Extracted material =>

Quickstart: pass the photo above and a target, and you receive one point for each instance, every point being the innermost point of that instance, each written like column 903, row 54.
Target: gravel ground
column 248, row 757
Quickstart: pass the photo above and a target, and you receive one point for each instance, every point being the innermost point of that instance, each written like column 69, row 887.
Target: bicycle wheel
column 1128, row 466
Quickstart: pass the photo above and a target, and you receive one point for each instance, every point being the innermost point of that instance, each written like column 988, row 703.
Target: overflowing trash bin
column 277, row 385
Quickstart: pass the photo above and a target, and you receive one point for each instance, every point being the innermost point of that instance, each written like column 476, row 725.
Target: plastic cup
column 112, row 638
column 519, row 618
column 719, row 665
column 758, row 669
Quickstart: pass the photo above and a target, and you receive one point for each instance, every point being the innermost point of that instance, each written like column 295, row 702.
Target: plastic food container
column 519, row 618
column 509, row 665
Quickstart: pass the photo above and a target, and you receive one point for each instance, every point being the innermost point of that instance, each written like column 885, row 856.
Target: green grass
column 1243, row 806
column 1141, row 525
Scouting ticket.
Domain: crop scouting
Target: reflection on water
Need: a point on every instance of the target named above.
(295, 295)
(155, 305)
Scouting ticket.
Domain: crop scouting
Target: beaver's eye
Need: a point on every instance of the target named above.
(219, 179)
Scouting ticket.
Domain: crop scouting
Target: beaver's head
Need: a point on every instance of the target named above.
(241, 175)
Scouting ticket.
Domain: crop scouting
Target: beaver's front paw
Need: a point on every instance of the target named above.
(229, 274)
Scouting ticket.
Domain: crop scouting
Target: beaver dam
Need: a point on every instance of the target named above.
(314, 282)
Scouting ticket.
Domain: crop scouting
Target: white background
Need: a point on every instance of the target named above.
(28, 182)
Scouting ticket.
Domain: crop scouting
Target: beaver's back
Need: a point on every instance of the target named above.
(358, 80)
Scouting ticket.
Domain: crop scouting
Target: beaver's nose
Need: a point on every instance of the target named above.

Stated task =>
Give the material above as a JSON list of strings, one string per line, with blank lines left out.

Response for this exercise =>
[
  "Quickstart: pass the photo above and a target, and you receive one point for each instance, every point being the innermost point of that instance, each written like column 903, row 54.",
  "Target: gravel ground",
  "column 248, row 757",
  "Quickstart: pass the photo above and a target, and you receive one point for each instance, every point being the innermost point of that instance, each written like column 69, row 887.",
  "Target: bicycle wheel",
  "column 1128, row 466",
  "Quickstart: pass the photo above and a target, and you receive one point for each instance, every point being the innermost point of that instance, each written like column 988, row 703.",
  "Target: overflowing trash bin",
  "column 277, row 385",
  "Quickstart: pass the photo above and a target, and you receive one point for each instance, every point being the innermost point of that instance, each written like column 476, row 725.",
  "Target: plastic cup",
  "column 112, row 638",
  "column 519, row 618",
  "column 719, row 665",
  "column 758, row 669",
  "Quickstart: pass the photo above and a target, and you receive one point for each instance, every point being the innermost point of that instance, each written like column 295, row 702.",
  "Target: plastic food container",
  "column 519, row 618",
  "column 509, row 665",
  "Quickstart: pass the photo above and a target, and you receive one point for each instance, every point being the innermost point of that instance, each written like column 885, row 856.",
  "Target: green grass",
  "column 1243, row 806",
  "column 1141, row 525",
  "Scouting ticket.",
  "Domain: crop scouting",
  "Target: reflection on water",
  "Need: a point on every instance of the target named above.",
  "(295, 295)",
  "(155, 305)",
  "Scouting ticket.",
  "Domain: crop scouting",
  "Target: beaver's eye",
  "Need: a point on every instance of the target named above.",
  "(219, 179)",
  "Scouting ticket.",
  "Domain: crop scouting",
  "Target: beaver's head",
  "Need: a point on every instance of the target named above.",
  "(241, 175)",
  "Scouting ticket.",
  "Domain: crop scouting",
  "Target: beaver's front paw",
  "Need: a point on every instance of the target named above.",
  "(229, 274)",
  "Scouting ticket.",
  "Domain: crop scouting",
  "Target: beaver dam",
  "Need: a point on every instance of the target named above.",
  "(314, 282)",
  "Scouting ticket.",
  "Domain: crop scouting",
  "Target: white background",
  "Need: a point on every instance of the target named above.",
  "(28, 182)",
  "Scouting ticket.",
  "Domain: crop scouting",
  "Target: beaver's back",
  "Need: a point on every instance of the target named above.",
  "(358, 80)",
  "Scouting ticket.",
  "Domain: crop scouting",
  "Target: beaver's nose",
  "Need: a point on every instance of the target named above."
]